[Supplied material]:
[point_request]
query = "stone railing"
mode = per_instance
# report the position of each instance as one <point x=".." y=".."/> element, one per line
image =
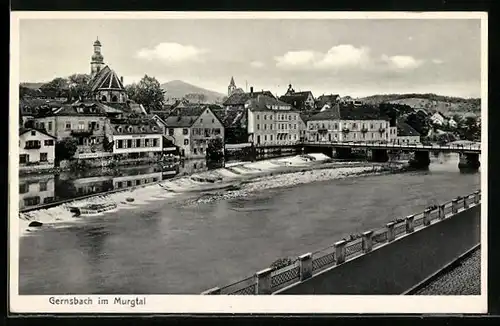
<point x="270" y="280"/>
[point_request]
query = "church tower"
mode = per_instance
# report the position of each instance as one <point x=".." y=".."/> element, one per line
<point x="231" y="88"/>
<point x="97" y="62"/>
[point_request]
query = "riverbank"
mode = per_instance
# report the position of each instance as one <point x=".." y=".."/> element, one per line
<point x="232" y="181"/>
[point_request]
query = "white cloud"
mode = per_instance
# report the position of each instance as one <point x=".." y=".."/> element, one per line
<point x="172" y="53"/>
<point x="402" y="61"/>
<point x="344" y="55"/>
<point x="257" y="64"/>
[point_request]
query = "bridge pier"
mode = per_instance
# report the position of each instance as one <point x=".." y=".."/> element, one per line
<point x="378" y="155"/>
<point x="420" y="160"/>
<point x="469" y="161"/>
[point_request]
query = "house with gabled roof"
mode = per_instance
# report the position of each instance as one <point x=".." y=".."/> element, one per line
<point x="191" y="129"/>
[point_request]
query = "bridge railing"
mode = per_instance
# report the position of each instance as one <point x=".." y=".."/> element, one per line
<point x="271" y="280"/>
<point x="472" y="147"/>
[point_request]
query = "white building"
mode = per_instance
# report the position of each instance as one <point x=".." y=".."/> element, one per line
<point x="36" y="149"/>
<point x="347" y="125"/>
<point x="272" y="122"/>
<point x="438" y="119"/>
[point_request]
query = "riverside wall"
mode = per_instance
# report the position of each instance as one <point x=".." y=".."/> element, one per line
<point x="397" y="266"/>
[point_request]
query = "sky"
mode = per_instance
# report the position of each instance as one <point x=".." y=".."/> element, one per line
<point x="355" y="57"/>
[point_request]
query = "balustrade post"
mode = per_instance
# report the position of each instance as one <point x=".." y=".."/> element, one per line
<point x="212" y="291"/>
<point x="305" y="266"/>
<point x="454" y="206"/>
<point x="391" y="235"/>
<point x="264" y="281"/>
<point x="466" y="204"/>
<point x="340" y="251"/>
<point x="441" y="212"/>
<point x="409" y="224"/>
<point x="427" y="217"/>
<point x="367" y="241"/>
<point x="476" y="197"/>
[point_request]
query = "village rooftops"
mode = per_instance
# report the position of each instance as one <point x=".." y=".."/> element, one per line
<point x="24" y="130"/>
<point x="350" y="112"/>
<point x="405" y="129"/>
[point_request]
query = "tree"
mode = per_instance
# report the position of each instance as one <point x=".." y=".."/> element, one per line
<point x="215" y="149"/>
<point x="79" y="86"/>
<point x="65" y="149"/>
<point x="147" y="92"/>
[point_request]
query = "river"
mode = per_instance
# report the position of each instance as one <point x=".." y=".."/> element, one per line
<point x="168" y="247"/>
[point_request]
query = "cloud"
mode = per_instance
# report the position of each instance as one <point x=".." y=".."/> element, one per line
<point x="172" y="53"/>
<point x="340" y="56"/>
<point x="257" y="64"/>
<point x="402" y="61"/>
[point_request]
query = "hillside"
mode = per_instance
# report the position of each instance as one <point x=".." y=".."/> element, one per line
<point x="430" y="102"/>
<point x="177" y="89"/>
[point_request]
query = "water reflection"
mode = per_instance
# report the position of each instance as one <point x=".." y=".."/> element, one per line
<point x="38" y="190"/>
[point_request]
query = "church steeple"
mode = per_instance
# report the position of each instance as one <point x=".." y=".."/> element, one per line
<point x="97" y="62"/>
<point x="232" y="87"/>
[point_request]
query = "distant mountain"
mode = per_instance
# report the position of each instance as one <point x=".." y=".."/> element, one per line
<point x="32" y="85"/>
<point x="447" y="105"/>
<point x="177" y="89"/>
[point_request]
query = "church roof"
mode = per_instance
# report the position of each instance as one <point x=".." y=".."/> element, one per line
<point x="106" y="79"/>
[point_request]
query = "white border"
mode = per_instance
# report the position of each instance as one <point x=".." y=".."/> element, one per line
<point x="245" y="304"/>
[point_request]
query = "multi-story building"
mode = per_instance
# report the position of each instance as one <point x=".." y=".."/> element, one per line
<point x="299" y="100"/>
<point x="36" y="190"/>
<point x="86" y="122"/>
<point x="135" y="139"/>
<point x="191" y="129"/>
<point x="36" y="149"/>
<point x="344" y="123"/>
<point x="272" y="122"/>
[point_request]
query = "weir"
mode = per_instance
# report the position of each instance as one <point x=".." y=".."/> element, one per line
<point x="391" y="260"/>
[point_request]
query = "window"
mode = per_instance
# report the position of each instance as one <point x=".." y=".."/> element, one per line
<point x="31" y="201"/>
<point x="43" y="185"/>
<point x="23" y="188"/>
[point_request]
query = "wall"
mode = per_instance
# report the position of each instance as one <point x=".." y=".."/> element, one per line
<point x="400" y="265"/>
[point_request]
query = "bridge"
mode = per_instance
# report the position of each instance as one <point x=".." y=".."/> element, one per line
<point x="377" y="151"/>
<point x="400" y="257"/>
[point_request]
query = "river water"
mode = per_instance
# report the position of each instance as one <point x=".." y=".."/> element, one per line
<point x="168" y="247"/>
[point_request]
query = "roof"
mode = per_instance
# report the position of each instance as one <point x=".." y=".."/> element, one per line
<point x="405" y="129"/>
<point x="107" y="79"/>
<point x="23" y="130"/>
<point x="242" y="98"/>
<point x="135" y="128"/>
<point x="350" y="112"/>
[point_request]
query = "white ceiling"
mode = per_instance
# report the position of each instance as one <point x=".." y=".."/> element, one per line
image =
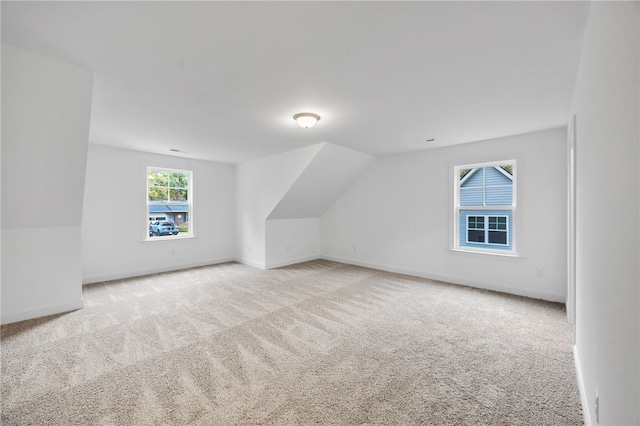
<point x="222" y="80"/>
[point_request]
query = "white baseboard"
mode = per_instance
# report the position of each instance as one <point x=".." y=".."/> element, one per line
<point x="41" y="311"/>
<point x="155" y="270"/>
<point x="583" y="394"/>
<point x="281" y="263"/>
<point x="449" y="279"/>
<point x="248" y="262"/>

[What is expected]: Every entry above is to be set down exactly; the pictures are to be left out.

[Solved problem]:
[point_request]
query = "stone railing"
mode = per_instance
# report the position of each instance as one <point x=".." y=".."/> element, one per line
image =
<point x="270" y="280"/>
[point_request]
query = "church tower"
mode = per_instance
# report the position of each instance as one <point x=".." y=".."/> element, one per line
<point x="231" y="88"/>
<point x="97" y="62"/>
[point_request]
query = "riverbank"
mode = per_instance
# report the position of each instance as one <point x=".." y=".."/> element, one per line
<point x="232" y="181"/>
[point_request]
query = "white cloud"
mode = per_instance
# report the position of each instance as one <point x=".." y=".."/> element, one per line
<point x="172" y="53"/>
<point x="402" y="61"/>
<point x="344" y="55"/>
<point x="257" y="64"/>
[point_request]
query = "bridge pier"
mode = per_instance
# report the position of each instance as one <point x=".." y=".."/> element, one per line
<point x="378" y="155"/>
<point x="420" y="160"/>
<point x="469" y="161"/>
[point_request]
query = "house with gabled roof"
mode = per_instance
# report the position of each instance as one <point x=".." y=".."/> element, one per line
<point x="191" y="129"/>
[point_request]
query = "bridge railing"
mode = per_instance
# report the position of each instance as one <point x=".." y=".."/> element, one per line
<point x="271" y="280"/>
<point x="472" y="147"/>
[point_request]
query = "white building"
mode = per_instance
# report the position of each instance as one <point x=".." y=".."/> element, one per line
<point x="36" y="149"/>
<point x="347" y="125"/>
<point x="272" y="122"/>
<point x="438" y="119"/>
[point_request]
query = "riverside wall"
mode = per_instance
# report the position of each instance as one <point x=".." y=".."/> element, one per line
<point x="397" y="266"/>
[point_request]
query = "sky"
mode = per_instance
# report the position of each instance as one <point x=".." y=".."/> element, one per line
<point x="355" y="57"/>
[point_request]
query = "balustrade post"
mode = per_instance
# report the position of each instance as one <point x=".." y=".."/> element, one per line
<point x="212" y="291"/>
<point x="305" y="266"/>
<point x="454" y="206"/>
<point x="391" y="235"/>
<point x="264" y="281"/>
<point x="466" y="204"/>
<point x="340" y="251"/>
<point x="441" y="212"/>
<point x="409" y="224"/>
<point x="427" y="217"/>
<point x="367" y="241"/>
<point x="476" y="197"/>
[point_request]
query = "village rooftops"
mode = per_instance
# report the position of each instance as one <point x=".." y=".."/> element, one per line
<point x="24" y="130"/>
<point x="350" y="112"/>
<point x="405" y="129"/>
[point_request]
query = "tree"
mode = per_instance
# report the position of each instance as one <point x=".." y=".."/> element, one per line
<point x="215" y="149"/>
<point x="79" y="86"/>
<point x="65" y="149"/>
<point x="147" y="92"/>
[point_request]
query = "river"
mode = per_instance
# report the position of each instance as one <point x=".." y=".."/> element, one per line
<point x="168" y="247"/>
[point_request]
query = "cloud"
mode = per_instance
# report the position of each instance as one <point x=".." y=".."/> element, one per line
<point x="172" y="53"/>
<point x="340" y="56"/>
<point x="257" y="64"/>
<point x="402" y="61"/>
[point_request]
query = "hillside"
mode = per_instance
# report the position of each instance as one <point x=".." y=".."/> element, one per line
<point x="430" y="102"/>
<point x="177" y="89"/>
[point_request]
query = "water reflection"
mode = per_instance
# report the position of each instance as one <point x=".." y=".."/> element, one per line
<point x="38" y="190"/>
[point_request]
query = "church steeple"
mode = per_instance
# report the position of each instance as one <point x=".." y=".."/> element, one per line
<point x="97" y="62"/>
<point x="232" y="87"/>
[point_request]
query = "distant mountain"
mode = per_instance
# report the position of each instance as one <point x=".." y=".."/> element, one per line
<point x="32" y="85"/>
<point x="447" y="105"/>
<point x="177" y="89"/>
[point_request]
query = "church roof"
mode = per_instance
# report the position of each instance as one <point x=".." y=".."/> element, one per line
<point x="106" y="79"/>
[point_request]
query = "white border"
mode = per_instance
# report the position of each instance as one <point x=".." y=".."/> element, one per line
<point x="245" y="304"/>
[point_request]
query = "multi-story building"
mode = per_instance
# report the position of each instance as one <point x=".." y=".."/> element, one per line
<point x="299" y="100"/>
<point x="36" y="190"/>
<point x="86" y="122"/>
<point x="135" y="139"/>
<point x="191" y="129"/>
<point x="36" y="149"/>
<point x="344" y="123"/>
<point x="272" y="122"/>
[point_request]
query = "weir"
mode = per_instance
# report the position of each instance as one <point x=".." y=".."/> element, one per line
<point x="391" y="260"/>
[point_request]
query = "window"
mode = per_instance
# report the position of each instance as one <point x=".." y=".."/> element, one per line
<point x="31" y="201"/>
<point x="43" y="185"/>
<point x="23" y="188"/>
[point_request]
query = "wall"
mode = per_instance
# report the position of each instance as one <point x=".." y=".."/> element, one per line
<point x="400" y="265"/>
[point_request]
query = "bridge"
mode = per_instance
# report the position of each instance as one <point x=".." y=".."/> element, one per line
<point x="377" y="151"/>
<point x="400" y="257"/>
[point_request]
query = "river water"
mode = per_instance
# report the position of each instance as one <point x=".." y=".."/> element, one per line
<point x="168" y="247"/>
[point_request]
query = "roof"
mode = per_instance
# report the position of each instance as one <point x=".." y=".."/> element, one per line
<point x="405" y="129"/>
<point x="107" y="79"/>
<point x="23" y="130"/>
<point x="242" y="98"/>
<point x="135" y="128"/>
<point x="350" y="112"/>
[point_request]
query = "white ceiling"
mode = per_instance
# report the position of each instance as one <point x=".." y=".."/> element, one per line
image =
<point x="222" y="80"/>
[point_request]
query = "white baseboard"
mode = per_instance
# report the position of each instance as one <point x=".." y=".."/> element, one per line
<point x="41" y="311"/>
<point x="155" y="270"/>
<point x="583" y="394"/>
<point x="281" y="263"/>
<point x="449" y="279"/>
<point x="248" y="262"/>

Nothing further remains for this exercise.